● **Job**
Count the lines of the records that contain the word "foreground". Give only the number.

● **Supplied entries**

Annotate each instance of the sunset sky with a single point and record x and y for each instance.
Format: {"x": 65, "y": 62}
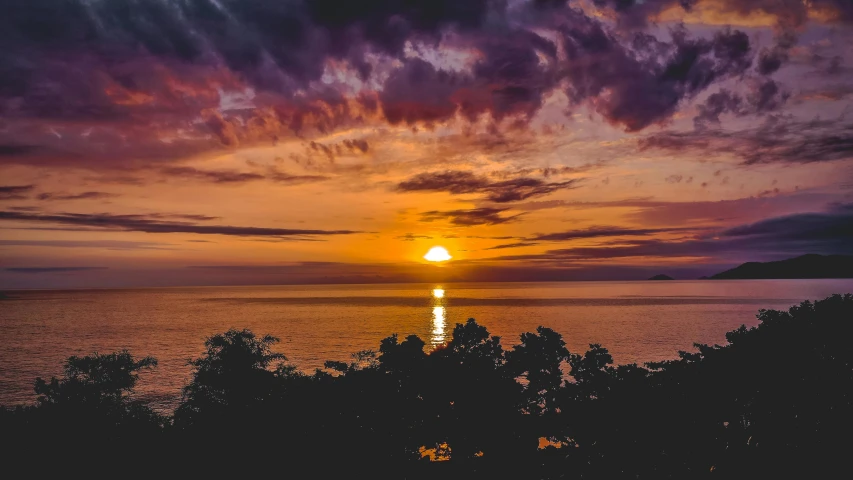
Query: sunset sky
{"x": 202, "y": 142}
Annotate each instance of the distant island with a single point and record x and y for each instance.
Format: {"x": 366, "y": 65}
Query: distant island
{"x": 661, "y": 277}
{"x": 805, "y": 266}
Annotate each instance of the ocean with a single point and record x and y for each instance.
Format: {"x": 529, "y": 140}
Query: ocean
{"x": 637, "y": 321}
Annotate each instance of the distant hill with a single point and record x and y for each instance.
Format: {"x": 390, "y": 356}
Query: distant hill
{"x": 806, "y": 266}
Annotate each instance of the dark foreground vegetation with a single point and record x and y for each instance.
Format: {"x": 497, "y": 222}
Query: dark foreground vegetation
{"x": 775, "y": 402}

--

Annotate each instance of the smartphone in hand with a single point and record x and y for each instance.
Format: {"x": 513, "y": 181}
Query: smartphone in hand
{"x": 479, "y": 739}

● **Correct response**
2